Work task: With the material below, print exactly the lines between the line holding "Target: black sneaker" and the line holding "Target: white protest banner", inclusive. Add nothing else.

Exercise data:
______________________________

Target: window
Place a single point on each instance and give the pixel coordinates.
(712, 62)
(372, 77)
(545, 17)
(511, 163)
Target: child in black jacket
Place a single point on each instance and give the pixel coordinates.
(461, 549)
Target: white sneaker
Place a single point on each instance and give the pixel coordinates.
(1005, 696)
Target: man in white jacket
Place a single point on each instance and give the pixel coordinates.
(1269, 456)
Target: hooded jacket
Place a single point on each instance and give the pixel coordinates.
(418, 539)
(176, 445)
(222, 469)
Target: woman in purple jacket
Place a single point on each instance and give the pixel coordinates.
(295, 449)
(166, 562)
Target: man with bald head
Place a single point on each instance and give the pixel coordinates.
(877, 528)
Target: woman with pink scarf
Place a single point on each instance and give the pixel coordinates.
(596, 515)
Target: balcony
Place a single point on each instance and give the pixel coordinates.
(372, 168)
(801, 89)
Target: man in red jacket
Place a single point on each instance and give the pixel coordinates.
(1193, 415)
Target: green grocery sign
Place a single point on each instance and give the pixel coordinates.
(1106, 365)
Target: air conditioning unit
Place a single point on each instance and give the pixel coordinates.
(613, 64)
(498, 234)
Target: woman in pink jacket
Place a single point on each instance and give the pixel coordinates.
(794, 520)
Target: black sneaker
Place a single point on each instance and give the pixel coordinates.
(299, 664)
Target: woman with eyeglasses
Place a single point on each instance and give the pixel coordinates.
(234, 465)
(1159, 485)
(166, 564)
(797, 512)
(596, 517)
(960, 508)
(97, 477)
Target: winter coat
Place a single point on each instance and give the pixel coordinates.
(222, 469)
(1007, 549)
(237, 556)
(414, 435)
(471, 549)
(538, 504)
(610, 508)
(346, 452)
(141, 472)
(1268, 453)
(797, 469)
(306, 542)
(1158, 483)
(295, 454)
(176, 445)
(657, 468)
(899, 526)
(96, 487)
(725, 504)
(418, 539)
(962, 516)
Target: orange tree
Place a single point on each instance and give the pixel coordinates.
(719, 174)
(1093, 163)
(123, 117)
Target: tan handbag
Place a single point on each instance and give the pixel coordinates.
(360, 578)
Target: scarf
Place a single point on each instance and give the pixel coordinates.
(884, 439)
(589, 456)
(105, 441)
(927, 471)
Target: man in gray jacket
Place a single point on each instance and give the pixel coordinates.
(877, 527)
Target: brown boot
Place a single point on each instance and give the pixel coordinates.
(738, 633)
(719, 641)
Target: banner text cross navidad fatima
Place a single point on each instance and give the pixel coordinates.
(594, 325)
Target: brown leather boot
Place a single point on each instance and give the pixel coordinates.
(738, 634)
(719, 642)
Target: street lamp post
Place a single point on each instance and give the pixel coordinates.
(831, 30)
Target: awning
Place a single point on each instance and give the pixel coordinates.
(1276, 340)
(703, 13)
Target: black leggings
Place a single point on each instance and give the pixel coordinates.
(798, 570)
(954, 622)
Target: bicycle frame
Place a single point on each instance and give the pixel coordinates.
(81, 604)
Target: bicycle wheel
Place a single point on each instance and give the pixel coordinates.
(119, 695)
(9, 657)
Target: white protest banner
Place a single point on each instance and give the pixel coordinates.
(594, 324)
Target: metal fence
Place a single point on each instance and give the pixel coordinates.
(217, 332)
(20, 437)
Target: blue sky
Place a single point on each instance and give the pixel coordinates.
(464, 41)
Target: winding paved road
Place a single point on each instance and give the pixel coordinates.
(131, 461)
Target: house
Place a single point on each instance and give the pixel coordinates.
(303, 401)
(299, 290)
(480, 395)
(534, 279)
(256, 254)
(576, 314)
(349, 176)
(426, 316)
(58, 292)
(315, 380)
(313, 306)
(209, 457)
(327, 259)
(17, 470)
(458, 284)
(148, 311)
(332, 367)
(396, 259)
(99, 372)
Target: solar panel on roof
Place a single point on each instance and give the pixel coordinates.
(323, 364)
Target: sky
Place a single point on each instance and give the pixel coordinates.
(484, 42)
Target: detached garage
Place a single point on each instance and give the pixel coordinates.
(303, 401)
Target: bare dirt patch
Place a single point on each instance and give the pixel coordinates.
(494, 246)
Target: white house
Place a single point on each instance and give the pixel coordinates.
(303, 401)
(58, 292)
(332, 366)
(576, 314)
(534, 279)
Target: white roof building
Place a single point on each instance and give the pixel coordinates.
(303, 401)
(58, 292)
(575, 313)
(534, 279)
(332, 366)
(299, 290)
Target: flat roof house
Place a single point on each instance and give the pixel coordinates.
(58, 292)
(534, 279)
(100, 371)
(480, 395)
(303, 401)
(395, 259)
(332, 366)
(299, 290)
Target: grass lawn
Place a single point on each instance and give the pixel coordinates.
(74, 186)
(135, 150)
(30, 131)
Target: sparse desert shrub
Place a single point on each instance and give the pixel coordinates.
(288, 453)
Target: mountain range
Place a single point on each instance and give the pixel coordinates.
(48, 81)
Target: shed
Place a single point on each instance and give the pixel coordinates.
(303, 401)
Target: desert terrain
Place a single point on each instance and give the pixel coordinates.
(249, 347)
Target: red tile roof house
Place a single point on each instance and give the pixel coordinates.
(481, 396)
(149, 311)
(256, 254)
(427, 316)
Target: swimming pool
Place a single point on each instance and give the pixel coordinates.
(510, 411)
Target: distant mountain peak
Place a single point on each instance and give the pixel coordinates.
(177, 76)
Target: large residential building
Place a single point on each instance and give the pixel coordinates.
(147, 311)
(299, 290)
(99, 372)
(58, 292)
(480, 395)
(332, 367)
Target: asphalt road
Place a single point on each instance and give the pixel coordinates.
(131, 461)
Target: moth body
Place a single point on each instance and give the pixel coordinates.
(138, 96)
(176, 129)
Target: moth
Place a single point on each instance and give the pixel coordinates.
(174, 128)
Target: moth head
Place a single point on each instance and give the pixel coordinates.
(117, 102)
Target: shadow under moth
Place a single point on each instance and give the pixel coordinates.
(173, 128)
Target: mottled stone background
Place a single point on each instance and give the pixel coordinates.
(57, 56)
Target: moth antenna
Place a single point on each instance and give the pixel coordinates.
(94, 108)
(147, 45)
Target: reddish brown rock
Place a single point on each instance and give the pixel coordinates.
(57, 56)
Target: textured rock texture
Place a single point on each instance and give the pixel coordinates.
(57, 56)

______________________________

Exercise solution:
Target: black sneaker
Place a single point on each instance and give the pixel coordinates.
(299, 664)
Target: woman with eyeglasses
Place a single point on each instance and give the pixel coordinates.
(234, 465)
(1159, 485)
(166, 564)
(797, 512)
(596, 517)
(960, 508)
(97, 477)
Target: winter coat
Place a single point on each instance and give the pixel coordinates.
(222, 469)
(1007, 549)
(237, 556)
(414, 435)
(471, 549)
(538, 504)
(610, 508)
(346, 452)
(141, 472)
(1268, 453)
(797, 469)
(306, 542)
(1158, 483)
(295, 454)
(176, 445)
(657, 468)
(899, 526)
(96, 487)
(725, 504)
(418, 539)
(962, 516)
Target: orange tree
Place a single point on each instance and give the pixel coordinates.
(719, 174)
(1093, 163)
(123, 117)
Target: tan handbag
Place a single point on each instance and give the pixel coordinates.
(360, 578)
Target: scarf
Place a single point on each instance and give the pixel coordinates.
(884, 439)
(589, 456)
(105, 441)
(927, 471)
Target: man in gray jacket
Place a single point on each instance and give the pixel coordinates.
(877, 527)
Target: brown boot
Place a single point on each instance and give the pixel coordinates.
(738, 633)
(719, 641)
Target: banner text cross navidad fatima
Place a single point on each instance and give the pixel coordinates.
(594, 325)
Target: brown leather boot
Place a single point on each instance and give the pixel coordinates.
(738, 634)
(719, 642)
Target: street lamp post
Place a single point on each instance and give the pixel coordinates.
(831, 30)
Target: awning
Place a single point on each instance and give the pixel coordinates.
(1276, 340)
(703, 13)
Target: black leggings
Place a single point on each instance and give the pixel coordinates.
(798, 570)
(954, 622)
Target: bicycle frame
Place a single point on each instance and give the pixel coordinates.
(81, 604)
Target: bicycle wheel
Place a single point on each instance and give the pixel coordinates.
(119, 695)
(9, 657)
Target: white protest banner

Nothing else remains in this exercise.